■ Given records:
● ● ● ●

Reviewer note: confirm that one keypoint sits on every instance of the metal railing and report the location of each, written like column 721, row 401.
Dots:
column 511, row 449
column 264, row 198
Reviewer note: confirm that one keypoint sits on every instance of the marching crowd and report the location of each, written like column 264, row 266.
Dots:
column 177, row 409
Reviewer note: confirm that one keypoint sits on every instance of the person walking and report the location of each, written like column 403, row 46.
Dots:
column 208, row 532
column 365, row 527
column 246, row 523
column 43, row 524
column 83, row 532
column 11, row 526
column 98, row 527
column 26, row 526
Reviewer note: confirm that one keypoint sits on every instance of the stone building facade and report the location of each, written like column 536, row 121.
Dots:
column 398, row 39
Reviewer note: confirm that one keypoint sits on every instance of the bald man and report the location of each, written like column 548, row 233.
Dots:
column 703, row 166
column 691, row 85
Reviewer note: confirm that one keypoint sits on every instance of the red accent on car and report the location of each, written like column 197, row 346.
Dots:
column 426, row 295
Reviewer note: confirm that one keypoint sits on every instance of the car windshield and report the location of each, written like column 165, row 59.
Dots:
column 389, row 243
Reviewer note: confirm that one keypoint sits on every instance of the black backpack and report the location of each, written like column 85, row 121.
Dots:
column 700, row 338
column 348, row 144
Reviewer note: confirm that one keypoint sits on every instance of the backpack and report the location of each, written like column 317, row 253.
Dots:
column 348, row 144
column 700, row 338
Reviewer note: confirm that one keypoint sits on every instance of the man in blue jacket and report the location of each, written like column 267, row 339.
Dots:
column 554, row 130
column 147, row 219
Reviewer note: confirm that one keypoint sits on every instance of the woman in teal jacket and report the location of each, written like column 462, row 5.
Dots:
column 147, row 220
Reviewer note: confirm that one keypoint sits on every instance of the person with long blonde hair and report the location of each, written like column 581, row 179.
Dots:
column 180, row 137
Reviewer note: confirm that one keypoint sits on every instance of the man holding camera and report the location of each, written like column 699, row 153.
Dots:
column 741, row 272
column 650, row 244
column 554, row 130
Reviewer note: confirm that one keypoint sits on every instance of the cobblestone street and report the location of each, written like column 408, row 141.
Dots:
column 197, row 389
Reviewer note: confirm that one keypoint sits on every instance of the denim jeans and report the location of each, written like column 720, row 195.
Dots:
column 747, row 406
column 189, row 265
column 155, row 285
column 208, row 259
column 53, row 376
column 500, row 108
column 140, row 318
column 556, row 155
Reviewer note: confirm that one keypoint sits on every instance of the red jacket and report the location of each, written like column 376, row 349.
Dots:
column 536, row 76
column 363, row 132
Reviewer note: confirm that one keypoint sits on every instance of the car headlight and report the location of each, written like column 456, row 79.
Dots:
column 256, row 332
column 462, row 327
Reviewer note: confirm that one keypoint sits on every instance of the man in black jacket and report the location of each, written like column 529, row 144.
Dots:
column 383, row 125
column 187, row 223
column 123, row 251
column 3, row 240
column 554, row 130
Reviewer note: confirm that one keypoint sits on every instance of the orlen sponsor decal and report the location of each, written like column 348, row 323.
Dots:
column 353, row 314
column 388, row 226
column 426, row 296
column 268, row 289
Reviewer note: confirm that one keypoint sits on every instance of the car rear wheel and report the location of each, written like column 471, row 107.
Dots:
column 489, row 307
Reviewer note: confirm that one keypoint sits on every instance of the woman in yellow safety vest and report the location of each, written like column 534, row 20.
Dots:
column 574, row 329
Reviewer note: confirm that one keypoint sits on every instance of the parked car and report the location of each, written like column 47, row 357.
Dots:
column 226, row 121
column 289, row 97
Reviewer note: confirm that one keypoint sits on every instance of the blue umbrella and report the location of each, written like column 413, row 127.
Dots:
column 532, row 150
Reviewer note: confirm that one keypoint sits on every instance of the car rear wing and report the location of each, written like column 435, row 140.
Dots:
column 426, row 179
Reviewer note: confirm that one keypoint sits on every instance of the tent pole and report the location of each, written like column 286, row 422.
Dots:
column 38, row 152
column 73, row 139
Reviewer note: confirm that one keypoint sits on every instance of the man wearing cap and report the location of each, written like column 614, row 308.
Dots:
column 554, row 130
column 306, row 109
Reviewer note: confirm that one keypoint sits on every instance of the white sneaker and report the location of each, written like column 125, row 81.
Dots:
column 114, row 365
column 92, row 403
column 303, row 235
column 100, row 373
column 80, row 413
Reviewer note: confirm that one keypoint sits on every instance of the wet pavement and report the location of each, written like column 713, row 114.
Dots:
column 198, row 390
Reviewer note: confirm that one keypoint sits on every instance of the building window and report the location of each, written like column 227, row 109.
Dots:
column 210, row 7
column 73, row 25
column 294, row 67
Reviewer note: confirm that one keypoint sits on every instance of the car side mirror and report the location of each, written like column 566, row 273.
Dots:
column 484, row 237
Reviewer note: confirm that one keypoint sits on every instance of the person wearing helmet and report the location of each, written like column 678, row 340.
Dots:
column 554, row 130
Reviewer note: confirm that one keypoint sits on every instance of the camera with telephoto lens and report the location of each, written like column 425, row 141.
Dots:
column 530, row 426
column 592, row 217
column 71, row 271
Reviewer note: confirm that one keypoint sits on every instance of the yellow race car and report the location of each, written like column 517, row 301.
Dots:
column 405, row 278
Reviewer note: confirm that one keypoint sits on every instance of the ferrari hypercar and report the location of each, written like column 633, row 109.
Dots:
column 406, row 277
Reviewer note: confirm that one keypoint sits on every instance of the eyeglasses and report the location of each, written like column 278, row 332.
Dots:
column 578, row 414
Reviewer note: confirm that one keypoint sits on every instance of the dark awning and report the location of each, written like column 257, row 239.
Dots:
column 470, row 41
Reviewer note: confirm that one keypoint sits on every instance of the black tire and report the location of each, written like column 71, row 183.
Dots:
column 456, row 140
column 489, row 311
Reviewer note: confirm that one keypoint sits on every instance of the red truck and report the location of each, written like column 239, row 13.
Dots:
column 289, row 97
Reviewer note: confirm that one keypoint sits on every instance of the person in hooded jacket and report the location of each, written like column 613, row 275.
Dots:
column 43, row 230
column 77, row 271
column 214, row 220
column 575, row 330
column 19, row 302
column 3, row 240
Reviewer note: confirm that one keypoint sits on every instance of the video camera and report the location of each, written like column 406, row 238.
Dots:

● ● ● ●

■ What you need to do: Please pull out every line of the data above verbatim, changing nothing.

■ Final answer:
Reviewer note: confirm that one keypoint sits on every instance of the metal railing and report the location of each, written like column 721, row 401.
Dots:
column 511, row 449
column 264, row 198
Reviewer note: confirm that one keypoint sits on every instance of the marching crowd and report the location of each, written like column 264, row 266.
Dots:
column 177, row 409
Reviewer note: confirm that one keypoint sits on every instance of the person walking and report the location of each, written like column 403, row 46.
Dots:
column 208, row 532
column 365, row 527
column 246, row 523
column 43, row 524
column 83, row 532
column 11, row 526
column 98, row 527
column 26, row 526
Reviewer note: confirm that one keypoint sits on every instance of the stone building facade and report the location of each, written like column 536, row 121.
Dots:
column 398, row 39
Reviewer note: confirm that one keypoint sits on every instance of the bald man and report the location of each, written like column 548, row 233.
Dots:
column 703, row 166
column 691, row 85
Reviewer note: confirm that one keypoint sits on every instance of the red accent on car and report the location of each, written like column 197, row 346.
Dots:
column 426, row 295
Reviewer note: confirm that one keypoint sits on every instance of the car windshield and report the location of each, written like column 165, row 59.
Dots:
column 389, row 243
Reviewer note: confirm that one keypoint sits on every instance of the black backpack and report the location of each, written like column 85, row 121.
Dots:
column 700, row 338
column 348, row 144
Reviewer note: confirm that one keypoint sits on every instance of the backpack and report the location of each, written like column 317, row 253.
Dots:
column 348, row 144
column 700, row 338
Reviewer note: confirm that one keypoint sits on every instance of the man in blue jacket and report the location of each, written like column 267, row 339.
Dots:
column 554, row 130
column 147, row 219
Reviewer note: confirm that one keypoint sits on every instance of the woman in teal jacket and report the location of each, written like column 462, row 5.
Dots:
column 147, row 220
Reviewer note: confirm that one keypoint sits on every instance of the person with long blonde hair and report the location of each, written like column 581, row 179.
Dots:
column 180, row 137
Reviewer note: confirm that one keypoint sits on every instance of the man holding camera and report the location of each, written like column 699, row 153.
Dots:
column 741, row 272
column 650, row 244
column 554, row 130
Reviewer note: confirm that one keypoint sits on every instance of the cobblestone street and report the location of each, written like column 408, row 141.
Dots:
column 197, row 389
Reviewer note: confirm that one keypoint sits on every instance of the denim jeans and report the location of each, written like column 720, row 195.
Dots:
column 747, row 406
column 189, row 265
column 155, row 285
column 208, row 259
column 53, row 376
column 500, row 108
column 140, row 318
column 556, row 155
Reviewer note: confirm that one keypoint sits on every instance of the red jacket and report the location of each, written like column 376, row 349.
Dots:
column 536, row 76
column 363, row 132
Reviewer note: confirm that one keypoint sits on every instance of the car headlight and report the location of each, written like column 456, row 79.
Dots:
column 256, row 332
column 462, row 327
Reviewer note: confirm that one keypoint sits on every instance of the man in black jacket and report the location of each, written like column 529, row 144.
Dots:
column 383, row 125
column 187, row 223
column 123, row 251
column 3, row 240
column 554, row 130
Reviewer note: confirm that one keypoint sits on every instance of the orlen sponsor decal and report the location of each, written like column 348, row 323.
Dots:
column 353, row 314
column 388, row 226
column 426, row 296
column 268, row 289
Reviewer note: confirm that one keypoint sits on every instance of the car rear wheel and report the location of each, written like column 471, row 107.
Dots:
column 489, row 307
Reviewer note: confirm that one keypoint sits on every instance of the woman in yellow safety vest and report the location of each, written like column 534, row 20.
Dots:
column 574, row 329
Reviewer note: confirm that one keypoint sits on every instance of the parked car and report the location of each, written like column 47, row 357.
Dots:
column 226, row 121
column 289, row 97
Reviewer note: confirm that one keypoint sits on every instance of the blue umbrella and report the location of each, written like column 413, row 127.
Dots:
column 532, row 150
Reviewer note: confirm that one keypoint sits on every instance of the car rear wing and report the location of each, written like column 435, row 140.
Dots:
column 426, row 179
Reviewer note: confirm that one keypoint sits on every instance of the tent pole and report the location of each, written like column 286, row 422.
Dots:
column 38, row 152
column 73, row 139
Reviewer note: confirm that one keypoint sits on every instance of the man wearing cap and report the location of each, written like column 614, row 308.
Dots:
column 554, row 130
column 306, row 109
Reviewer note: confirm that one keypoint sits on every instance of the white sneaker and report the location of each, written like column 125, row 81.
Dots:
column 114, row 365
column 92, row 403
column 303, row 235
column 100, row 373
column 80, row 413
Reviewer note: confirm that one keypoint sits on every instance of the wet pavement and report the location of each, written like column 713, row 114.
Dots:
column 198, row 390
Reviewer note: confirm that one keypoint sits on every instance of the building window and report the location of each, written like column 227, row 109.
Dots:
column 210, row 7
column 73, row 25
column 294, row 67
Reviewer note: confirm that one keypoint sits on every instance of the car side mirror and report the location of each, written like column 566, row 273.
Dots:
column 484, row 237
Reviewer note: confirm that one keypoint sits on every instance of the person wearing helmet and report the location of each, written like column 678, row 340.
Dots:
column 554, row 130
Reviewer note: confirm that one keypoint sits on every instance of the camera with telephoto lens and report the location of each, written like column 425, row 141.
Dots:
column 530, row 426
column 592, row 217
column 71, row 271
Reviewer note: confirm that one keypoint sits on every instance of the yellow race car and report the location of each, written like column 517, row 301.
Dots:
column 405, row 278
Reviewer note: confirm that one keypoint sits on every instance of the ferrari hypercar and report the location of each, written like column 633, row 109.
Dots:
column 406, row 277
Reviewer note: confirm that one keypoint sits on every instance of the eyeglasses and report the location of each, written like column 278, row 332.
Dots:
column 578, row 414
Reviewer note: confirm that one keypoint sits on every instance of the dark awning and report the location of each, written like column 257, row 239.
Dots:
column 470, row 41
Reviewer note: confirm that one keypoint sits on every instance of the black tire and report the location of each, written like column 71, row 183.
Dots:
column 456, row 140
column 489, row 311
Reviewer note: confirm that one keypoint sits on every instance of the red truck and report the location of each, written like column 239, row 13.
Dots:
column 289, row 97
Reviewer note: confirm that one keypoint sits on every instance of the person in hooded jacket and report the location of each, written like column 613, row 275.
Dots:
column 43, row 230
column 77, row 271
column 214, row 220
column 575, row 330
column 19, row 302
column 3, row 240
Reviewer note: confirm that one keypoint sits on every instance of the video camera and report the location of each, written like column 406, row 238.
Dots:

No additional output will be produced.